## Given task 1
In the kernel patch excerpt, how many files does the change touch, and how many insertions and deletions does it make?

## Excerpted text
** start **
Reap the benefits of easier iteration thanks to the xarray.
Convert just the genetlink ones, those are easier to test.

Signed-off-by: Jakub Kicinski <kuba@kernel.org>
---
 include/linux/netdevice.h |  3 ++
 net/core/netdev-genl.c    | 37 +++++---------------
 net/ethtool/netlink.c     | 59 ++++++++-----------------------
 net/ethtool/tunnels.c     | 73 +++++++++++++++------------------------
 4 files changed, 52 insertions(+), 120 deletions(-)

diff --git a/include/linux/netdevice.h b/include/linux/netdevice.h
index 11652e464f5d..c35126180541 100644
--- a/include/linux/netdevice.h
+++ b/include/linux/netdevice.h
@@ -3016,6 +3016,9 @@ extern rwlock_t				dev_base_lock;		/* Device list lock */
 			if (netdev_master_upper_dev_get_rcu(slave) == (bond))
 #define net_device_entry(lh)	list_entry(lh, struct net_device, dev_list)
 
+#define for_each_netdev_dump(net, d, ifindex)				\
+	xa_for_each_start(&(net)->dev_by_index, (ifindex), (d), (ifindex))
+
 static inline struct net_device *next_net_device(struct net_device *dev)
 {
 	struct list_head *lh;
diff --git a/net/core/netdev-genl.c b/net/core/netdev-genl.c
index 65ef4867fc49..797c813c7c77 100644
--- a/net/core/netdev-genl.c
+++ b/net/core/netdev-genl.c
@@ -101,43 +101,22 @@ int netdev_nl_dev_get_dumpit(struct sk_buff *skb, struct netlink_callback *cb)
 {
 	struct net *net = sock_net(skb->sk);
 	struct net_device *netdev;
-	int idx = 0, s_idx;
-	int h, s_h;
-	int err;
-
-	s_h = cb->args[0];
-	s_idx = cb->args[1];
+	int err = 0;
 
 	rtnl_lock();
-
-	for (h = s_h; h < NETDEV_HASHENTRIES; h++, s_idx = 0) {
-		struct hlist_head *head;
-
-		idx = 0;
-		head = &net->dev_index_head[h];
-		hlist_for_each_entry(netdev, head, index_hlist) {
-			if (idx < s_idx)
** end **
## Data for this task
** start **
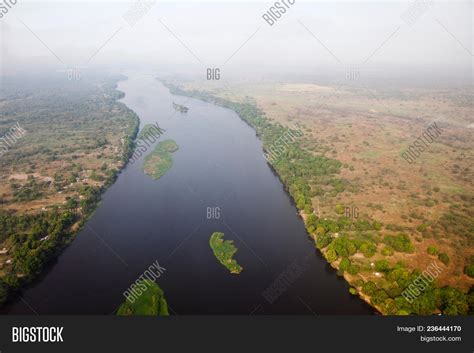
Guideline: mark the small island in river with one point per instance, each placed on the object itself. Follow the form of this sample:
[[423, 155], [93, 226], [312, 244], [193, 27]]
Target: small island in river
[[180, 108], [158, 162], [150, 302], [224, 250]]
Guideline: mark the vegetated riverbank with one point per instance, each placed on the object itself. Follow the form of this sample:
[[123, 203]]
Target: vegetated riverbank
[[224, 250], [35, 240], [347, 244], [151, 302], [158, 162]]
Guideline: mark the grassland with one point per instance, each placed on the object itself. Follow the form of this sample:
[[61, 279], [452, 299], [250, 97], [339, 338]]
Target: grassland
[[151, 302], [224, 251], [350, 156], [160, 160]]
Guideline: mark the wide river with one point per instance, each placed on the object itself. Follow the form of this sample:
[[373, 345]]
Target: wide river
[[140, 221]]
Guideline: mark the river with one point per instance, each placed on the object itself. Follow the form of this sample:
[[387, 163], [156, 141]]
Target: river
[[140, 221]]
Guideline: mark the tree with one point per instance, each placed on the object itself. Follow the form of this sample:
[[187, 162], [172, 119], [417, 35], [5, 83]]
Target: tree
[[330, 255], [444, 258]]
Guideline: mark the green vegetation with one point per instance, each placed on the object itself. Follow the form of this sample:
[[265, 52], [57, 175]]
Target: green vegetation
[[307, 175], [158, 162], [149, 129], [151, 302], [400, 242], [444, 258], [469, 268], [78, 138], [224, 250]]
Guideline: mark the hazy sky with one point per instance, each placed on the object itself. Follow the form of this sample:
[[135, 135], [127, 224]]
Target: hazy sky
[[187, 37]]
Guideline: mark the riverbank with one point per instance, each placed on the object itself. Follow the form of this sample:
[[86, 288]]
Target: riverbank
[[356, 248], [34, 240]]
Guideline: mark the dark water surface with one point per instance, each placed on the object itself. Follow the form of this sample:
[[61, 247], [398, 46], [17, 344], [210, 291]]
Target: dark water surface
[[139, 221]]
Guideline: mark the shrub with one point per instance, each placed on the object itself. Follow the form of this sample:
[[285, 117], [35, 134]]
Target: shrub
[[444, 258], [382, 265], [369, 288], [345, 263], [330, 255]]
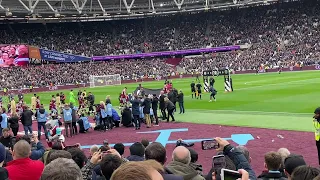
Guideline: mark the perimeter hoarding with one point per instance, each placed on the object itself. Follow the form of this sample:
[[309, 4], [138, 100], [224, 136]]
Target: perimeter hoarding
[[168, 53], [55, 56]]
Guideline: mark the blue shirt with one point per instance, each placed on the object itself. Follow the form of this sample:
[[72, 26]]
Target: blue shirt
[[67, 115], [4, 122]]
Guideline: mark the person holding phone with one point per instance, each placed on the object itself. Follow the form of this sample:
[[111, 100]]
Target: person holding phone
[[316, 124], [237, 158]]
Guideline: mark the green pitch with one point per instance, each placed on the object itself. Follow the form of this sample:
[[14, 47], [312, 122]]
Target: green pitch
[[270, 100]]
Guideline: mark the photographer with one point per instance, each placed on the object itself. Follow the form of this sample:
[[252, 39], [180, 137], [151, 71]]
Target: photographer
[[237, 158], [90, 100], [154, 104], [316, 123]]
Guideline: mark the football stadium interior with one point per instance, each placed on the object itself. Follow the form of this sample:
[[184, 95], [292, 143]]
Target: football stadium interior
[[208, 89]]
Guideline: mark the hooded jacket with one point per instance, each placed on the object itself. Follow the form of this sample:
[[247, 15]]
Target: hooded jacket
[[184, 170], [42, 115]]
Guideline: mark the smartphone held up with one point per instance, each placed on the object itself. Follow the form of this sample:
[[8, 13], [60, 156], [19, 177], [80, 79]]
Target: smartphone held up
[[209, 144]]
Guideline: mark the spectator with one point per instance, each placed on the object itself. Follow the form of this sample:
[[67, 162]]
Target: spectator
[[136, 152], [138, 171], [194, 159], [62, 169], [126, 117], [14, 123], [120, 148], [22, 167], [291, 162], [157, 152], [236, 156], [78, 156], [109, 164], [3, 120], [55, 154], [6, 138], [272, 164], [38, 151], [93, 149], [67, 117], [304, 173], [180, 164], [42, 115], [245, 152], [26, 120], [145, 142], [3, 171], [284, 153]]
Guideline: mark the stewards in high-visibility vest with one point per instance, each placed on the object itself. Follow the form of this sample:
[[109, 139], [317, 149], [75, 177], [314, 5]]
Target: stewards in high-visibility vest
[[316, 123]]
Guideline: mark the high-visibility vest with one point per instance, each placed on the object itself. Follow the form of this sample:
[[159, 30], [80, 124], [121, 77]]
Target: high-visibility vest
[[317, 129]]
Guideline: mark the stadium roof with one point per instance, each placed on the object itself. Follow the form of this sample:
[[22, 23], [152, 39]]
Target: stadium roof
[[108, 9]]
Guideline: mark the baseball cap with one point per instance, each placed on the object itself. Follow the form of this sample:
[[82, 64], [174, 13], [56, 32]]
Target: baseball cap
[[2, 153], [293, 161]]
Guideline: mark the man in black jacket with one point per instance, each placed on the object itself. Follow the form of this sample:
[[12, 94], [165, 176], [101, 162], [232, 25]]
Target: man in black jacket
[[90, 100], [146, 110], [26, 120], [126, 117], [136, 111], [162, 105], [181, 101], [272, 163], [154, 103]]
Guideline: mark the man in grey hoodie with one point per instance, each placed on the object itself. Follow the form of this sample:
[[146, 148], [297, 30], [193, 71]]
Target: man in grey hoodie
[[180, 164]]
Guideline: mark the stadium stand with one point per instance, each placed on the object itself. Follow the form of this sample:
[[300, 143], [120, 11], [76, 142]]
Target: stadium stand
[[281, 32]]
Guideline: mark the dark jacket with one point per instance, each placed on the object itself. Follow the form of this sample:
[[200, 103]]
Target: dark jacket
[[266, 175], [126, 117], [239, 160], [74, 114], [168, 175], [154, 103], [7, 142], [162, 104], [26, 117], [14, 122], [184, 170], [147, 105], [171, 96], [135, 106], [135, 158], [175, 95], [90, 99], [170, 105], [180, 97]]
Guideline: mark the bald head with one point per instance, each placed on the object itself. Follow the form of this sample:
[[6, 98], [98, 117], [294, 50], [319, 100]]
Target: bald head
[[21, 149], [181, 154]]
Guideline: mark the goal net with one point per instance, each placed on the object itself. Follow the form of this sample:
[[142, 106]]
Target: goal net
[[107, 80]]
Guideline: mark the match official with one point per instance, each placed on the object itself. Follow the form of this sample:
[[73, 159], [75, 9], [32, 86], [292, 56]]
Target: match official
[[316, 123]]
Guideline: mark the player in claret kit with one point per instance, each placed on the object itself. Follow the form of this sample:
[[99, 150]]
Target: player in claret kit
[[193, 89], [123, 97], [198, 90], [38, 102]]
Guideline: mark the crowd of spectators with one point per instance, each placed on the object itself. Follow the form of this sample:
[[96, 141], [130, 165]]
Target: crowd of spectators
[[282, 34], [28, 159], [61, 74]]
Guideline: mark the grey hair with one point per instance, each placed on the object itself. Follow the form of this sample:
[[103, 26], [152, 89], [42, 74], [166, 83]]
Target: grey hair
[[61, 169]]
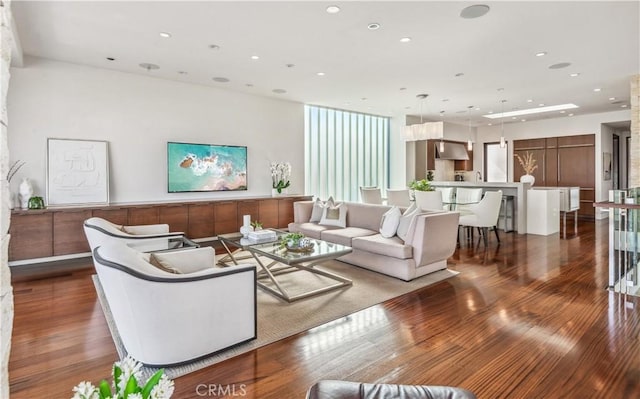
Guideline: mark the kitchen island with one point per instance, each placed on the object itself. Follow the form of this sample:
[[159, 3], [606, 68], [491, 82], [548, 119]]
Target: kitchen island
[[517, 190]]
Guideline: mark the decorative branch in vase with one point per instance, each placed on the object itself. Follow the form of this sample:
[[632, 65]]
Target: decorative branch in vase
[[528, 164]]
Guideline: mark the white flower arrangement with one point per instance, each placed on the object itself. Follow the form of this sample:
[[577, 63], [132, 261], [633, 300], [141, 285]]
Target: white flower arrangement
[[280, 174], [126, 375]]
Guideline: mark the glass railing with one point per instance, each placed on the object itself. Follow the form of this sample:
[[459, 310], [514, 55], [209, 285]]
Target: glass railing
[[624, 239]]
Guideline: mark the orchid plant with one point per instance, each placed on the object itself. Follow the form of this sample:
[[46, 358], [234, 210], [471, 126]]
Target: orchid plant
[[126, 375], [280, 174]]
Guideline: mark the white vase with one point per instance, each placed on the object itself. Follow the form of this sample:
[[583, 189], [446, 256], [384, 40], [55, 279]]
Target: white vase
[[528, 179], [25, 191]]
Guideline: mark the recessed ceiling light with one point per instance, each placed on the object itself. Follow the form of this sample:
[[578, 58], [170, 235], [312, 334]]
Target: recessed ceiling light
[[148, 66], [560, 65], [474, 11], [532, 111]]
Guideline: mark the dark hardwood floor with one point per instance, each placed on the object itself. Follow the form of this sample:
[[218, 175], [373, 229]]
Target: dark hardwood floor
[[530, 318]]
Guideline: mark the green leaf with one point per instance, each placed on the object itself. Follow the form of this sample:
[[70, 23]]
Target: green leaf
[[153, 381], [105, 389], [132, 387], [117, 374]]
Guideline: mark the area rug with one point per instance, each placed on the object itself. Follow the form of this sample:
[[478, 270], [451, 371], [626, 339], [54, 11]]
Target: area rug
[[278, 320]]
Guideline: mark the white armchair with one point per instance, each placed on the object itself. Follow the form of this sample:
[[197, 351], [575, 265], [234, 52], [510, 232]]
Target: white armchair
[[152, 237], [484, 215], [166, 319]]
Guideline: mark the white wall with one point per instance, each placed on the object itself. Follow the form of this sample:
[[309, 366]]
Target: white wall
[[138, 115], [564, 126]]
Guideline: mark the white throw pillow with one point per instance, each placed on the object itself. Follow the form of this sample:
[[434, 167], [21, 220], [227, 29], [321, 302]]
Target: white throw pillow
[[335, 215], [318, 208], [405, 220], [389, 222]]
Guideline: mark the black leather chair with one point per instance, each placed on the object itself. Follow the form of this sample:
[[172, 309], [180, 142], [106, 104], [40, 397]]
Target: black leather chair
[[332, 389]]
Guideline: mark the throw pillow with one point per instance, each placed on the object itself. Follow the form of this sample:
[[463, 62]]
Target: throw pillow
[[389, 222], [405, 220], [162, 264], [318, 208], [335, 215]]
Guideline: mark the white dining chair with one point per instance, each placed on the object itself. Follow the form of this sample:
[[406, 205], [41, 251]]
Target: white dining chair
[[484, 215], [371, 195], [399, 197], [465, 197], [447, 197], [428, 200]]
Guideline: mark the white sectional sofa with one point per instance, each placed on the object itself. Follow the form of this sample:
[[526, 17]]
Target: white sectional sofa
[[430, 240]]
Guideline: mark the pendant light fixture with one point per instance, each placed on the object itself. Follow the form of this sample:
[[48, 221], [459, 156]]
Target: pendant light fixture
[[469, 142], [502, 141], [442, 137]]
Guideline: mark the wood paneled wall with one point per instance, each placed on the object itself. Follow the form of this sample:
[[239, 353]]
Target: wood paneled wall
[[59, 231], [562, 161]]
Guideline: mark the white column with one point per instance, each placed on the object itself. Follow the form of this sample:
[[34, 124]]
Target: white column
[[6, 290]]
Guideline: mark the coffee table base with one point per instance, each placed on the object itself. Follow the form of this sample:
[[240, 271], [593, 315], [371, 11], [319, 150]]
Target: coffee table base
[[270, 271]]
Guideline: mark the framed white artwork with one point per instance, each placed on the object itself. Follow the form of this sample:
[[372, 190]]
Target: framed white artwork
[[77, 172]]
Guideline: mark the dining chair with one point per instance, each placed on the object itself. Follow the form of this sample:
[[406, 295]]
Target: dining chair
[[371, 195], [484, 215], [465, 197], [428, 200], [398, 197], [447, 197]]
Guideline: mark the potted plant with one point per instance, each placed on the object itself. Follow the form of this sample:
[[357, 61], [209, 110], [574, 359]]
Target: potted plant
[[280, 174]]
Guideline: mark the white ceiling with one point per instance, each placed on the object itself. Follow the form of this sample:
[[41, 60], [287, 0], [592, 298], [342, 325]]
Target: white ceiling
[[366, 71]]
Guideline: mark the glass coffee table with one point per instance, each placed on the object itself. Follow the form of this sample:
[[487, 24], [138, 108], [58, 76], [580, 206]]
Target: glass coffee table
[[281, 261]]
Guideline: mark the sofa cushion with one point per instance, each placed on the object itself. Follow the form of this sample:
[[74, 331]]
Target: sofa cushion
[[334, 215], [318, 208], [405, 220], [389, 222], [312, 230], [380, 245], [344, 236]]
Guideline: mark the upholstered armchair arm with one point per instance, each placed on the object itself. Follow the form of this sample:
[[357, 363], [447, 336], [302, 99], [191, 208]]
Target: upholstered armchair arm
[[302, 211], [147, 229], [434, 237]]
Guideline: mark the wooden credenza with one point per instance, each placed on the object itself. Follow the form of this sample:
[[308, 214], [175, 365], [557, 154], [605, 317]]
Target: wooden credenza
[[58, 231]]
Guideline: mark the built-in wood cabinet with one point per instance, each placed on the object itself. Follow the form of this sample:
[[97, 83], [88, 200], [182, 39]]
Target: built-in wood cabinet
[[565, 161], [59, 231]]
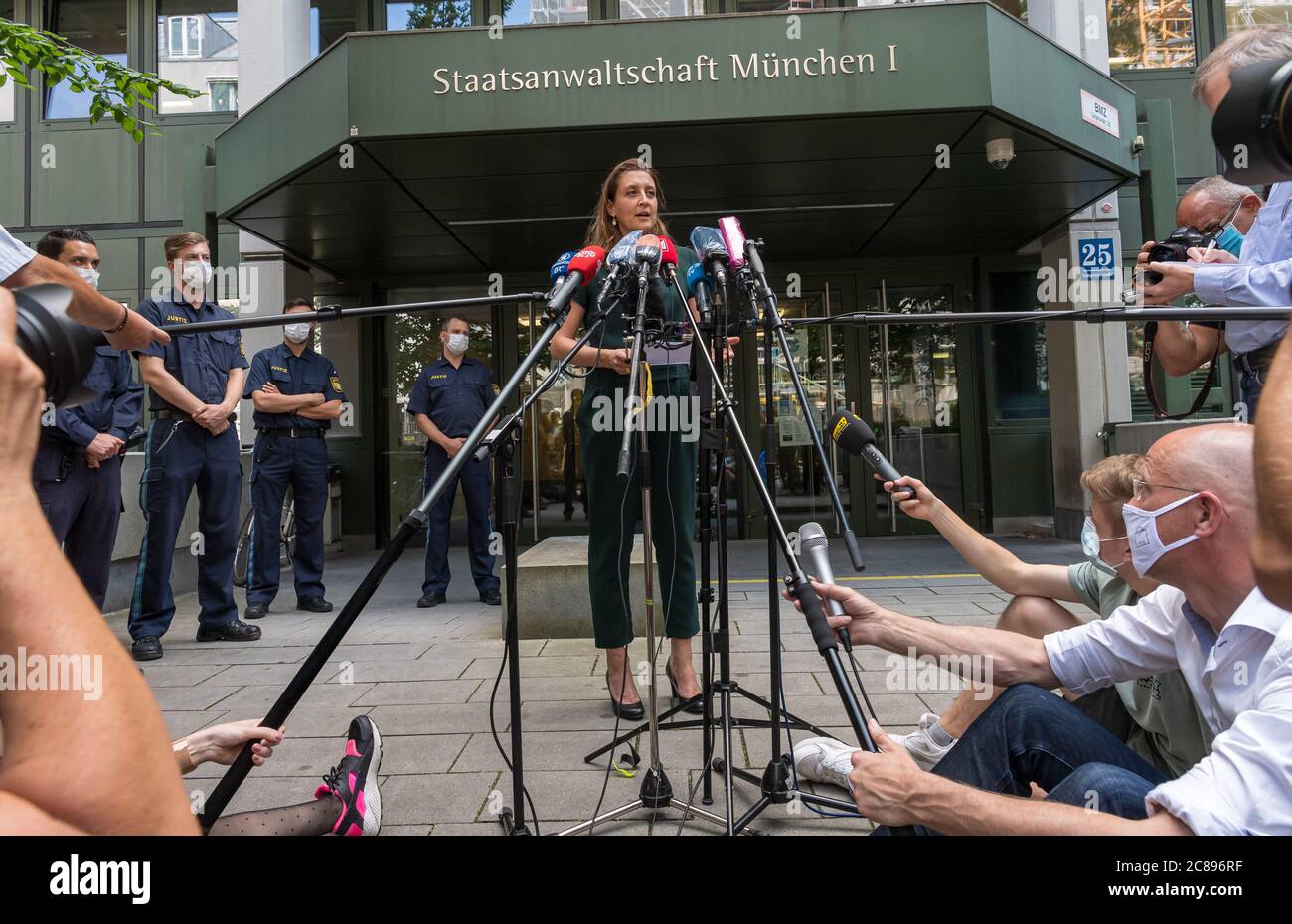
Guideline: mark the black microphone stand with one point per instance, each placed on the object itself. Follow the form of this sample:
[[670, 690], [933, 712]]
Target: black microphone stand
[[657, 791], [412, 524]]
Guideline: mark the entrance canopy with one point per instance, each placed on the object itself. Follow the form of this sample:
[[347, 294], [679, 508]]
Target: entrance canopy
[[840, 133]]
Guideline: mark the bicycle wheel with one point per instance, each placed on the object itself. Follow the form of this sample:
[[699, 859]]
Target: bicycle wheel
** end **
## Given task 2
In the records, take the stretch from the line containing "Guideline: mark the glass coffee" through the line containing "245], [344, 236]]". Replace "sofa cushion" with "couch cushion" everywhere in it, leave everything else unchanged, and return only those lines.

## Correct result 1
It touches 4 files, with 52 insertions and 120 deletions.

## Correct result 2
Guideline: mark the glass coffee table with one point per instance, each placed on the object itself. Follow the form of this sample:
[[487, 24], [138, 108], [58, 76], [580, 206]]
Target: glass coffee table
[[281, 261]]
Guideline: mark the couch cushion with one point per instance, each placed on the object itself. Follow the form of this sample:
[[74, 331]]
Target: couch cushion
[[334, 215], [318, 208], [405, 220], [389, 222], [312, 230], [380, 245], [344, 236]]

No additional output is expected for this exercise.